Your task: Would you quote every entry exactly, dropping only the pictures?

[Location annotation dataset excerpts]
** Start **

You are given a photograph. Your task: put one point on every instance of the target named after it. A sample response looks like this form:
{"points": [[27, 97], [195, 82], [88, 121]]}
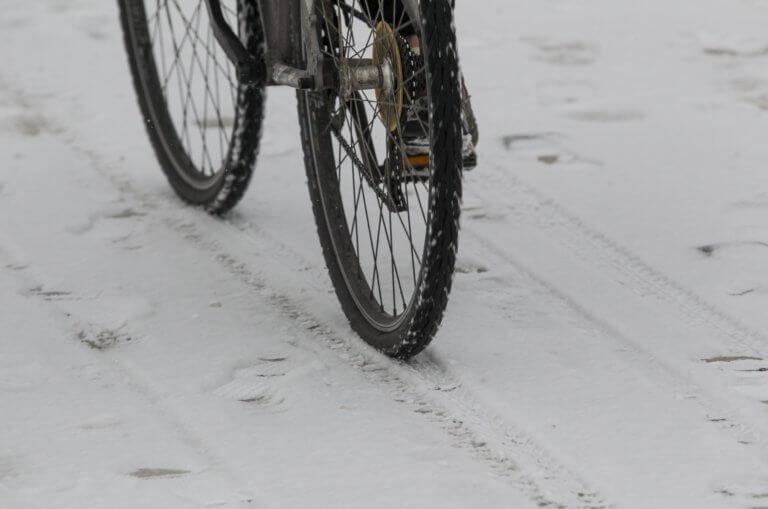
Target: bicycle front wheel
{"points": [[203, 122], [388, 217]]}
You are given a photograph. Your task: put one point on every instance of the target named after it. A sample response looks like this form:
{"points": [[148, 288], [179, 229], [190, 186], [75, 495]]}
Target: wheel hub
{"points": [[386, 54]]}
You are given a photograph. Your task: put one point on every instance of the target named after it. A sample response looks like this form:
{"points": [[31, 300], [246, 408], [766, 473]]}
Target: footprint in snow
{"points": [[262, 383], [567, 53], [155, 473], [47, 294], [607, 116], [711, 249], [103, 339]]}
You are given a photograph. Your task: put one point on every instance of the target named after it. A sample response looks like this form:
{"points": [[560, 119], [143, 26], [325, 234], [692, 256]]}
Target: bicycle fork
{"points": [[282, 21]]}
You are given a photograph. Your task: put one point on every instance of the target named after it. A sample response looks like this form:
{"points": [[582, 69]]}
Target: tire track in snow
{"points": [[425, 388], [133, 379], [597, 250]]}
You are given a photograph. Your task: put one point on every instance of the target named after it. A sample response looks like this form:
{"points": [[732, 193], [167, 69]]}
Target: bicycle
{"points": [[387, 218]]}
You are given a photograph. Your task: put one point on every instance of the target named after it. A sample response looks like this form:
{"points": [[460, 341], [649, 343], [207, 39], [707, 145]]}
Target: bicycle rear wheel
{"points": [[388, 222], [204, 124]]}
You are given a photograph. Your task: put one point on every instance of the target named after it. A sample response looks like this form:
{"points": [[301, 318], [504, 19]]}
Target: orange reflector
{"points": [[418, 161]]}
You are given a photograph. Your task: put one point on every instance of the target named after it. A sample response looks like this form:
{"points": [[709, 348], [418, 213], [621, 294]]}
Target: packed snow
{"points": [[606, 343]]}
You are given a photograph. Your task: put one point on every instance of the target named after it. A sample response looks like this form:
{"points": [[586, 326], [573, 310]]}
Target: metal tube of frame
{"points": [[246, 65]]}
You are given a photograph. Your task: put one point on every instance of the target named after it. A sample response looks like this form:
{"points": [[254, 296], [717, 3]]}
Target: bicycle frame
{"points": [[293, 57]]}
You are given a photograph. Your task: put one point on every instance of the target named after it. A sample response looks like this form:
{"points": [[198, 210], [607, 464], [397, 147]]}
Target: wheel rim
{"points": [[199, 87], [379, 250]]}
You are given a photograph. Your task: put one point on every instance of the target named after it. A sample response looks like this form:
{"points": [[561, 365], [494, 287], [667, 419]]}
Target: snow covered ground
{"points": [[606, 344]]}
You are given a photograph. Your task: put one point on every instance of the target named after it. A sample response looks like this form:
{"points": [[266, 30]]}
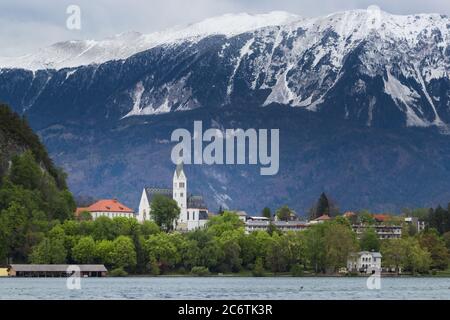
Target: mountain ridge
{"points": [[334, 86]]}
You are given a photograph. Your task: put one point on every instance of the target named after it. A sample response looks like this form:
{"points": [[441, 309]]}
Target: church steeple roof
{"points": [[179, 169]]}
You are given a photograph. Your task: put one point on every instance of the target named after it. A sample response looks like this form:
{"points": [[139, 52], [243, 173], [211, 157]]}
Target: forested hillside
{"points": [[33, 192]]}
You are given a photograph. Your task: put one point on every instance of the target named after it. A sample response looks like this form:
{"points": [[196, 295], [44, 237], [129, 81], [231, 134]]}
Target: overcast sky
{"points": [[27, 25]]}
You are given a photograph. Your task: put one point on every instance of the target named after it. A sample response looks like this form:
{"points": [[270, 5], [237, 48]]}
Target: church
{"points": [[193, 210]]}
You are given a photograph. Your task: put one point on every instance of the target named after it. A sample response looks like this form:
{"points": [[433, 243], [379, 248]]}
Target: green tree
{"points": [[315, 247], [267, 213], [149, 228], [405, 254], [446, 238], [435, 245], [284, 213], [321, 208], [340, 241], [164, 211], [84, 251], [103, 228], [123, 253], [85, 216], [162, 249], [13, 230], [104, 252], [258, 269], [51, 250], [276, 259], [228, 221]]}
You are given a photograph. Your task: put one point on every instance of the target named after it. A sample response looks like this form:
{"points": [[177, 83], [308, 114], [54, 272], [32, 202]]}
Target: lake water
{"points": [[225, 288]]}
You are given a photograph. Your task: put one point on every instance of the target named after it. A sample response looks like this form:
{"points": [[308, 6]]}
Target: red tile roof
{"points": [[106, 206], [381, 217], [323, 218], [349, 214]]}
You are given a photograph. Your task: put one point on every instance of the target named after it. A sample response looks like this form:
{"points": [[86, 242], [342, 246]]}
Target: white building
{"points": [[110, 208], [252, 225], [364, 262], [193, 211]]}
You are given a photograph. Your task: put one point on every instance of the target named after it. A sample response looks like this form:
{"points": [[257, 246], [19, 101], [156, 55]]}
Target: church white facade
{"points": [[193, 211]]}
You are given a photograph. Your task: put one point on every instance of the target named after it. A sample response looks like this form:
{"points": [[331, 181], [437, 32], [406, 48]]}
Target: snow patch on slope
{"points": [[404, 97]]}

** End **

Result:
You are given a photograph. Your task: put one point on every instance of the target named after it. A sample response looks like this form:
{"points": [[27, 97], [195, 82], [88, 121]]}
Target: bicycle front wheel
{"points": [[203, 122], [388, 217]]}
You are given a photograph. Your task: put one point on every instance of the target named after it. A sample response looks like this form:
{"points": [[148, 288], [179, 229], [190, 186], [75, 495]]}
Target: wheel hub
{"points": [[386, 54]]}
You are given a photograph. Your task: put one point on every instance of the target named after it. A sample response looks like this form:
{"points": [[31, 300], [246, 408], [766, 473]]}
Target: footprint in snow
{"points": [[262, 383], [567, 53], [155, 473], [47, 294], [607, 116], [711, 249], [103, 339]]}
You are given a photograph. Your task: put one point on every instance of the target named after it. A sample response looks like this form:
{"points": [[560, 119], [143, 26], [325, 234], [692, 256]]}
Target: bicycle fork
{"points": [[282, 21]]}
You are given a photograph. Your task: put one point on every instance of the target named after it. A sample response looks like this form:
{"points": [[582, 69]]}
Target: tire track in snow
{"points": [[425, 388], [133, 379], [597, 250]]}
You are given a photograph. Your task: put one point on every instance of the target named after it. A sample response looks like this form:
{"points": [[732, 193], [167, 69]]}
Target: bicycle
{"points": [[387, 218]]}
You are given a photograph. Your task: put one point on every instance of the target named after it. A sample response looks like this form:
{"points": [[460, 341], [649, 343], [207, 39], [707, 145]]}
Target: bicycle rear wheel
{"points": [[388, 222], [204, 124]]}
You are given a photograph. Your task: put one point on every instance of the target named after it. A sample response looks like this form:
{"points": [[301, 318], [504, 19]]}
Target: orange reflector
{"points": [[418, 161]]}
You are given a photograph. Your task: put one point on every instance of the target named after it. A sample response looks like this form:
{"points": [[709, 348], [418, 213], [621, 294]]}
Target: packed snow
{"points": [[606, 343]]}
You are given a photograph. Your task: put one point on every instance of the target named after it. A sample response looks like this form:
{"points": [[586, 326], [573, 310]]}
Target: metal tube of frame
{"points": [[246, 65]]}
You are given a photograph. Your task: put one point on every instance of the target named after it. A sample response looks like this form:
{"points": [[254, 296], [717, 3]]}
Target: bicycle frame
{"points": [[293, 57]]}
You are given a photograph. Your task: put one point on every instance of the target named after it. A sample response looks like this form:
{"points": [[198, 210], [607, 464], [397, 147]]}
Target: wheel rim
{"points": [[199, 87], [379, 250]]}
You are given a photograph. Your task: put one point on every instance of the target named after it. A sample response looks like this form:
{"points": [[561, 365], [494, 287], [667, 419]]}
Target: snow covered ground
{"points": [[606, 344]]}
You are given a photograph. Your task: put one point on every instance of the target named after it. A sample response looks like this form:
{"points": [[266, 30]]}
Target: mountain ridge
{"points": [[334, 86]]}
You are given a photograph. Your task: put one point on every instance of the target named after it. A sample response looks like this form:
{"points": [[441, 309]]}
Target: church steeple roof
{"points": [[179, 169]]}
You are given a photograph. Your task: put one point on every instance of the target named after it. A sample response looks like this form:
{"points": [[139, 52], [243, 173], [211, 157]]}
Target: forested hillside
{"points": [[33, 192]]}
You are given a photograph. Your task: put one point on every instance of the target named after it. A sample response looks like this form:
{"points": [[196, 295], [44, 237], [129, 81], [231, 134]]}
Target: overcast sky
{"points": [[27, 25]]}
You are given a photograph. Your task: put one point on every instance of the target named after it. A sample response looks like this form:
{"points": [[270, 5], [237, 48]]}
Target: church
{"points": [[193, 210]]}
You are given a photograph. Your task: put one point on every instance of the target named after it. A sample response looks like this form:
{"points": [[433, 243], [379, 248]]}
Target: green tree
{"points": [[315, 247], [267, 213], [149, 228], [405, 254], [446, 238], [435, 245], [284, 213], [321, 208], [340, 241], [164, 211], [84, 251], [103, 228], [123, 253], [85, 216], [162, 249], [13, 230], [104, 252], [258, 269], [51, 250], [276, 259], [228, 221]]}
You are given a photograph. Your task: put one point on every instance of the target named after it. A sample response looks like this form:
{"points": [[177, 83], [308, 114], [54, 272], [32, 202]]}
Target: lake water
{"points": [[225, 288]]}
You are given a photograph. Your task: put one point on every instance of the target named after it. A sample response looks like this form:
{"points": [[308, 6]]}
Target: red tile roof
{"points": [[106, 206], [381, 217], [323, 218], [349, 214]]}
You are given a photograph. Your task: put one point on every instance of the target named after it. A sample response looks like this form:
{"points": [[86, 242], [342, 246]]}
Target: white building
{"points": [[110, 208], [252, 225], [364, 262], [193, 211]]}
You are given a photograph. Your task: put one point on every instance of the target named after it. A sample response looks like this form:
{"points": [[257, 246], [19, 101], [156, 55]]}
Target: church white facade
{"points": [[193, 211]]}
You are given a photograph. Your task: put one point on every instance of the target named after it. A sample response looks like this form:
{"points": [[331, 181], [437, 32], [406, 48]]}
Target: snow patch on slope
{"points": [[404, 97]]}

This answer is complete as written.